→ WHAT YOU WILL DO
Answer these questions from the sea lamprey article:
1. Since what year have the US and Canada run their joint sea lamprey control program?
2. How many Great Lakes streams are on the list for lampricide treatment?
3. What percentage of streams were treated with lampricide in 2020?

→ QUOTED PASSAGE
******

MICHIGAN—While sea lamprey populations have made a significant comeback in the Great Lakes during the COVID-19 pandemic, a Great Lakes Fishery Commission (GLFC) representative is optimistic their numbers will once again be controlled in the next few years.
“I am cautiously optimistic that, even with the spike in their population during the COVID-19 pandemic, we can drive the numbers back down in a few years,” said Mark Gaden. “We are now once again very well positioned to hit them hard in terms of control measures.”
Mr. Gaden noted with sea lamprey, “the bottom line is that sea lamprey are here to stay based on the abundance of spawning and food supply available to them. Since 1958, the US and Canada have been working through a joint working partnership, undertaking a sea lamprey control program that has been very successful. No where else in the world has this program been as successful, and we have been able to reduce the populations between 90-95 percent from before the time control measures were first put in place.”
Mr. Gaden said this has been done via two techniques: “One is the installation of dams and barriers, something we have had nothing to do with, but it prevents adult sea lamprey from getting to their spawning areas.”
The second technique, “the workhorse method, is to use lampricide applied in streams where lamprey larvae are that kills them before they get to adulthood and can go out and kill fish species,” said Mr. Gaden.
“The Department of Fisheries and Oceans (DFO) is headquartered in Sault Ste. Marie and they, along with the US Fish and Wildlife Service, carry out the lamprey control program,” continued Mr. Gaden.
“Normally we jointly put together a list of streams that we are going to treat with the lampricide in a particular year—110 Great Lakes streams, on a four-year rotation,” explained Mr. Gaden. “We target the streams on a rotational basis, with each treatment killing 98 percent of the larvae in the stream or river.”
However, “the problem is that COVID kept treatment crews at home in both 2020 and 2021,” said Mr. Gaden. “In 2020 we only carried out the lampricide in a handful of streams, 25 percent of streams were treated, so it means 75 percent of streams were not treated. And in 2021, with travel restrictions still in place, crews carried out about three-quarter of the treatments.”

******

(Extracted data entries)
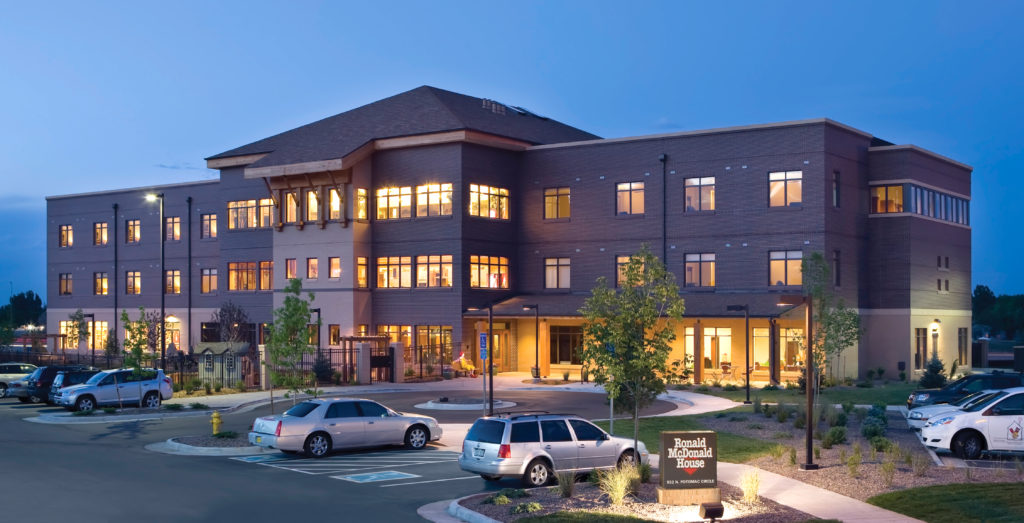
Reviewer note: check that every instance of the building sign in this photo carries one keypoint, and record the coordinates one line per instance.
(689, 460)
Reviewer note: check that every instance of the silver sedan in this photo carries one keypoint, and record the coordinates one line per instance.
(318, 426)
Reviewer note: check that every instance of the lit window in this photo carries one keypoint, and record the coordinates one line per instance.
(291, 208)
(133, 281)
(242, 276)
(133, 231)
(266, 275)
(247, 214)
(66, 284)
(629, 198)
(785, 188)
(99, 233)
(312, 205)
(172, 281)
(488, 271)
(556, 273)
(394, 203)
(433, 270)
(360, 204)
(488, 202)
(784, 268)
(361, 273)
(209, 225)
(172, 228)
(433, 200)
(67, 235)
(887, 199)
(699, 193)
(99, 284)
(394, 271)
(700, 269)
(556, 203)
(209, 285)
(334, 211)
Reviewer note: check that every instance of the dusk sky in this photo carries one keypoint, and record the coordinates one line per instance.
(105, 95)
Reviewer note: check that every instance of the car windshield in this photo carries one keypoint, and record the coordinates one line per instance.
(96, 378)
(978, 405)
(301, 409)
(486, 431)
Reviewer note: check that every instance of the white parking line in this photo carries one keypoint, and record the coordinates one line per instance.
(429, 481)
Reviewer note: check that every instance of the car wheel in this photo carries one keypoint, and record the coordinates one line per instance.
(152, 400)
(85, 403)
(629, 458)
(416, 437)
(968, 446)
(538, 474)
(317, 444)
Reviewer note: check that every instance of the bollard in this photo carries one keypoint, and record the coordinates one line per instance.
(215, 421)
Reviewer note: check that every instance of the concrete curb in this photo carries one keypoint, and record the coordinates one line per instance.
(173, 447)
(464, 514)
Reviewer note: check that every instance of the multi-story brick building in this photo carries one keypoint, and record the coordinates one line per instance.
(403, 215)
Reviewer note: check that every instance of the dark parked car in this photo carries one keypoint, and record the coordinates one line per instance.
(67, 379)
(38, 387)
(967, 385)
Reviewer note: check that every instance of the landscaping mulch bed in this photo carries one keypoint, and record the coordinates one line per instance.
(589, 498)
(835, 475)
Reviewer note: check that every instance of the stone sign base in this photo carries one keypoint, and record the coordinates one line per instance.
(681, 496)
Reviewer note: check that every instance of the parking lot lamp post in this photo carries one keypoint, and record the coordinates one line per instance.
(92, 335)
(807, 302)
(747, 343)
(537, 339)
(163, 288)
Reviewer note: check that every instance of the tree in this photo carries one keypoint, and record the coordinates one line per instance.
(289, 338)
(232, 322)
(627, 332)
(837, 327)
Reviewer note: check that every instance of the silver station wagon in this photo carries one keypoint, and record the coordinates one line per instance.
(318, 426)
(535, 446)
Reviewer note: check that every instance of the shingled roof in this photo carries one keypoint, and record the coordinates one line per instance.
(421, 111)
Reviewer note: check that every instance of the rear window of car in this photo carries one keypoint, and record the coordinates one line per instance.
(525, 432)
(486, 431)
(301, 409)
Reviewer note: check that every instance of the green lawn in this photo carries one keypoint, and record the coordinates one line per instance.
(731, 447)
(894, 393)
(975, 502)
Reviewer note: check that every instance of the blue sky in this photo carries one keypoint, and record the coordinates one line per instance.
(95, 96)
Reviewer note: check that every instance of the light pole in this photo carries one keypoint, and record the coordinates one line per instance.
(163, 276)
(747, 343)
(935, 338)
(489, 398)
(809, 365)
(537, 340)
(92, 335)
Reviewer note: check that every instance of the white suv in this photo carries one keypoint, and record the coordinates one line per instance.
(534, 446)
(118, 387)
(990, 426)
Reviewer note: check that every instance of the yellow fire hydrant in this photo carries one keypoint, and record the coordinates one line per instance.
(215, 421)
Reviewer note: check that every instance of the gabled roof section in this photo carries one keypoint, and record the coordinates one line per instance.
(422, 111)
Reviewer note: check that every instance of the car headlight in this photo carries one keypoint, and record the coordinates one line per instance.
(942, 421)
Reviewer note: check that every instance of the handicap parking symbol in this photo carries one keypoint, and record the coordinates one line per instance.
(371, 477)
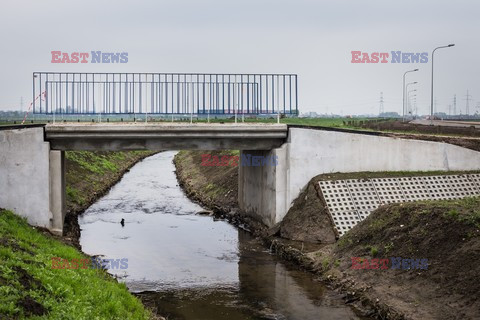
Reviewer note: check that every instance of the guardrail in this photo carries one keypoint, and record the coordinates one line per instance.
(164, 93)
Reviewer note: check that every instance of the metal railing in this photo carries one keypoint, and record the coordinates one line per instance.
(164, 93)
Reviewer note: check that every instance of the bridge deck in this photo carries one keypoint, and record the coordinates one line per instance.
(165, 136)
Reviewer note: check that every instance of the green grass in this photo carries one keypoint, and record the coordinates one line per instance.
(96, 163)
(63, 293)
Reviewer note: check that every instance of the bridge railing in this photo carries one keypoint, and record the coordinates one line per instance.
(164, 93)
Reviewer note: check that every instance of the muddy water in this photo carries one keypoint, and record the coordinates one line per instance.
(190, 266)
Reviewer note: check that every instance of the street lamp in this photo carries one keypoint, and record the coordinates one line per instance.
(431, 99)
(408, 99)
(405, 104)
(403, 93)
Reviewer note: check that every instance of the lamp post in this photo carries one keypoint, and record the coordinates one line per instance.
(403, 93)
(408, 99)
(431, 98)
(405, 105)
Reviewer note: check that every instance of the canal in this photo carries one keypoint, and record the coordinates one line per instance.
(194, 267)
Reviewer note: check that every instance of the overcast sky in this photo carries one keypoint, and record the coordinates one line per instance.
(313, 39)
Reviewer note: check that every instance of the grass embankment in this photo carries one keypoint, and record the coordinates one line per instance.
(29, 287)
(215, 187)
(447, 233)
(89, 175)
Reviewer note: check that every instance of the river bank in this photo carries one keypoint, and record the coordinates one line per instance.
(32, 285)
(89, 176)
(29, 285)
(445, 233)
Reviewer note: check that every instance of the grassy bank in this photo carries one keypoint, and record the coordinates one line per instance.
(446, 233)
(89, 175)
(214, 187)
(30, 287)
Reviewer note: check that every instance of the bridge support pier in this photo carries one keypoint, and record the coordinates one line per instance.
(57, 190)
(262, 190)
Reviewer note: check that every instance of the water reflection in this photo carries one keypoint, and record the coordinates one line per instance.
(192, 267)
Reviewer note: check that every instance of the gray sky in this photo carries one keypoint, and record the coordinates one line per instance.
(313, 39)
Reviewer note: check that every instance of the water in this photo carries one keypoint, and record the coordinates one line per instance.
(190, 266)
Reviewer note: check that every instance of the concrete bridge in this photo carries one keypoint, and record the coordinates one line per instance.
(32, 180)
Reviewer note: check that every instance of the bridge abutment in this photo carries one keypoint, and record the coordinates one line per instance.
(57, 190)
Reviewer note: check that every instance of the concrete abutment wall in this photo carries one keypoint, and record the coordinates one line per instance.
(32, 179)
(268, 192)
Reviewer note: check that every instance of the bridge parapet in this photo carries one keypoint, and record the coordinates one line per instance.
(165, 136)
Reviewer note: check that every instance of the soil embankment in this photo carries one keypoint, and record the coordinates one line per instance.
(445, 233)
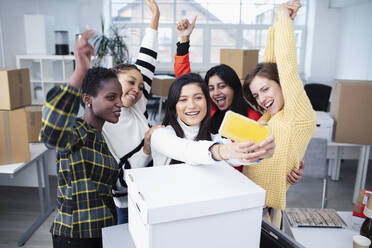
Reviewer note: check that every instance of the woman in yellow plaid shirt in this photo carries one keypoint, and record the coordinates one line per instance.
(86, 170)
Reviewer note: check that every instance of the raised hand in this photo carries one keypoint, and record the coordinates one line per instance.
(147, 139)
(296, 174)
(282, 11)
(83, 52)
(185, 28)
(293, 6)
(154, 8)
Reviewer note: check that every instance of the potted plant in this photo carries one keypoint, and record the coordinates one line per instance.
(110, 45)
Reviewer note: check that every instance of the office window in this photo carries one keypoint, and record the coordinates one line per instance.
(220, 24)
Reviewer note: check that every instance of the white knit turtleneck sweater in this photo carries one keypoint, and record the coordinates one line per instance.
(166, 145)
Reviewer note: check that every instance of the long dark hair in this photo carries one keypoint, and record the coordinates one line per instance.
(173, 97)
(266, 70)
(238, 105)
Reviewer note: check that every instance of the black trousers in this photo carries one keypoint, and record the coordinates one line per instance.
(63, 242)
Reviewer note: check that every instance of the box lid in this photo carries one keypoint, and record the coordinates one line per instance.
(324, 119)
(168, 193)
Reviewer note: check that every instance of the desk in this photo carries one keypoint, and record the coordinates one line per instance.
(38, 152)
(326, 237)
(335, 164)
(335, 152)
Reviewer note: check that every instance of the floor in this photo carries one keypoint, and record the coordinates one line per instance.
(19, 206)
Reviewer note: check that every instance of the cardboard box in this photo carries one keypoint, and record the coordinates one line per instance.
(33, 114)
(324, 125)
(14, 147)
(14, 88)
(242, 61)
(160, 85)
(351, 103)
(187, 206)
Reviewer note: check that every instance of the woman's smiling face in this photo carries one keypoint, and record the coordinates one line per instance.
(268, 94)
(191, 107)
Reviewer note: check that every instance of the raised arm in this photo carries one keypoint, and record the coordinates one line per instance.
(269, 56)
(148, 52)
(165, 141)
(295, 98)
(181, 59)
(62, 103)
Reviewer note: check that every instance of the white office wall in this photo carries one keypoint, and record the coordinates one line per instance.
(339, 42)
(70, 15)
(355, 52)
(2, 58)
(323, 39)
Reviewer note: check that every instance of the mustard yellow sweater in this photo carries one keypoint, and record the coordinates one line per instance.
(293, 126)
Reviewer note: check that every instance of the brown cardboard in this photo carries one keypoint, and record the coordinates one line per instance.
(351, 104)
(160, 85)
(14, 88)
(14, 147)
(242, 61)
(362, 201)
(33, 114)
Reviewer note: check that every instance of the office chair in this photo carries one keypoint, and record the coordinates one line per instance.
(316, 163)
(319, 95)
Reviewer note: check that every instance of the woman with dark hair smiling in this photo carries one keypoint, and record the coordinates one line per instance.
(187, 137)
(225, 90)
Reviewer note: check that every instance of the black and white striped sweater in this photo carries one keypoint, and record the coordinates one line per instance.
(125, 138)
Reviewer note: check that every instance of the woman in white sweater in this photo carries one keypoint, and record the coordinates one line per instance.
(128, 140)
(187, 136)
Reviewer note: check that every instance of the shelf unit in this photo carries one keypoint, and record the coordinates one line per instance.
(46, 71)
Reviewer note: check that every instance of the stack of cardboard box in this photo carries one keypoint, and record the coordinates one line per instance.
(351, 104)
(242, 61)
(19, 122)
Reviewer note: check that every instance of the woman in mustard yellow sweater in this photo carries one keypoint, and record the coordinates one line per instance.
(275, 88)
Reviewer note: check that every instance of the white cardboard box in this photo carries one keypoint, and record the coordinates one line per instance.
(324, 125)
(187, 206)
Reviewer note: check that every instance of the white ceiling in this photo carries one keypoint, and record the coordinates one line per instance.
(346, 3)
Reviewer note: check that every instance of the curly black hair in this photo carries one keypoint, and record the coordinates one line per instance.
(93, 79)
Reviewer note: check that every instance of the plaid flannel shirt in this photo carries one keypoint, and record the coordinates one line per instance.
(86, 169)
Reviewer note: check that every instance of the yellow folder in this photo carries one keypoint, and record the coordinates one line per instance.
(242, 129)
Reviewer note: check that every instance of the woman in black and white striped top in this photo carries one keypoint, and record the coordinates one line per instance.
(128, 140)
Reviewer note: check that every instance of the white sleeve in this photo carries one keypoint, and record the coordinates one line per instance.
(139, 159)
(233, 161)
(166, 142)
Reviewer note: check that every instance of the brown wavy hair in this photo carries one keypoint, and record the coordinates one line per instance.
(266, 70)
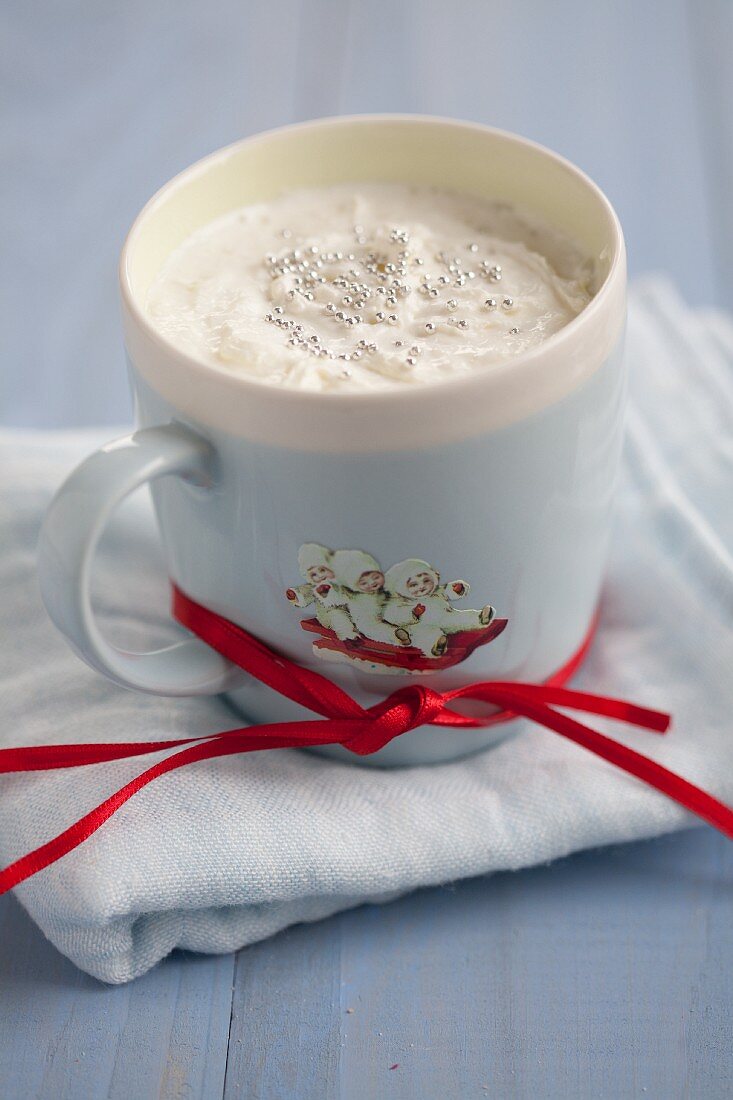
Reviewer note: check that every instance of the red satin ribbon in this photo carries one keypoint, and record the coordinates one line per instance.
(345, 722)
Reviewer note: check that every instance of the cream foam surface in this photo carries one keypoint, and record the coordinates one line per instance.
(368, 286)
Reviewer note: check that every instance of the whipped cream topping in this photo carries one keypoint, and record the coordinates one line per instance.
(368, 286)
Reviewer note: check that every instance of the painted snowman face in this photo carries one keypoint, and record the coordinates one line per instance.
(371, 582)
(420, 584)
(318, 573)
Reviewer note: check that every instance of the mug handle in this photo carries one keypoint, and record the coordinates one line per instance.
(70, 531)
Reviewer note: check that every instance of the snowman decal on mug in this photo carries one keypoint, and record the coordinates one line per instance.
(398, 620)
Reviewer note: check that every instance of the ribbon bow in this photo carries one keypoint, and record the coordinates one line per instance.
(345, 722)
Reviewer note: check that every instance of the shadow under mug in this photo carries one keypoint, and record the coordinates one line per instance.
(502, 476)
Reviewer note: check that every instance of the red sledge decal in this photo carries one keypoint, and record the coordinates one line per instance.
(407, 658)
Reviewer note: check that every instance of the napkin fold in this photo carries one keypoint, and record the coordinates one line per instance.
(226, 853)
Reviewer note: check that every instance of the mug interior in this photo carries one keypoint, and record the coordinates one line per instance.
(458, 156)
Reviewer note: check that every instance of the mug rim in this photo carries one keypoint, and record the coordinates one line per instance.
(396, 396)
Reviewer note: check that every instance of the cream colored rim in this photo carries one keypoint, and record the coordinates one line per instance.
(484, 399)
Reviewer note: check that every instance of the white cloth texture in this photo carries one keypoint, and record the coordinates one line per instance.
(222, 854)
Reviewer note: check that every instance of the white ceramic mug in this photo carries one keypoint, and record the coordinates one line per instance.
(502, 476)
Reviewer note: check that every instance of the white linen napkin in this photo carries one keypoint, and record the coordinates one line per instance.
(222, 854)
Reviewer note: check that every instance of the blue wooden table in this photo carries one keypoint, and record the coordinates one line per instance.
(602, 976)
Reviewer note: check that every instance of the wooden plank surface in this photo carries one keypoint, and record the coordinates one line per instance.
(66, 1036)
(602, 976)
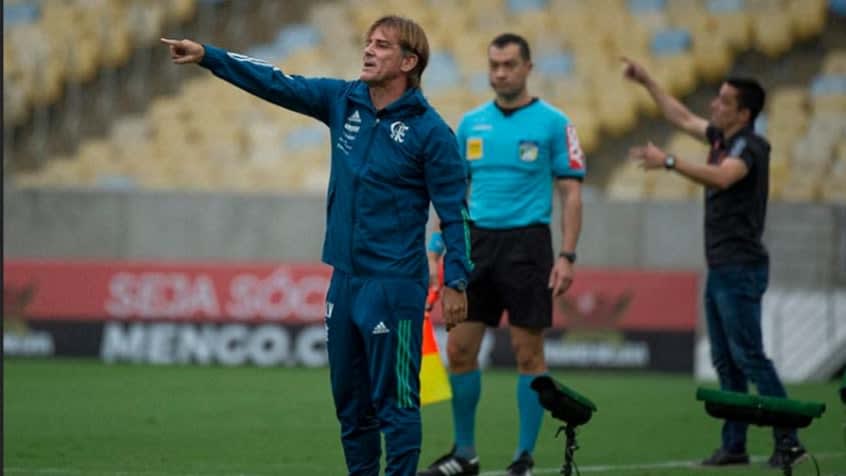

******

→ OUTPUT
1. 1958
2. 110
3. 25 percent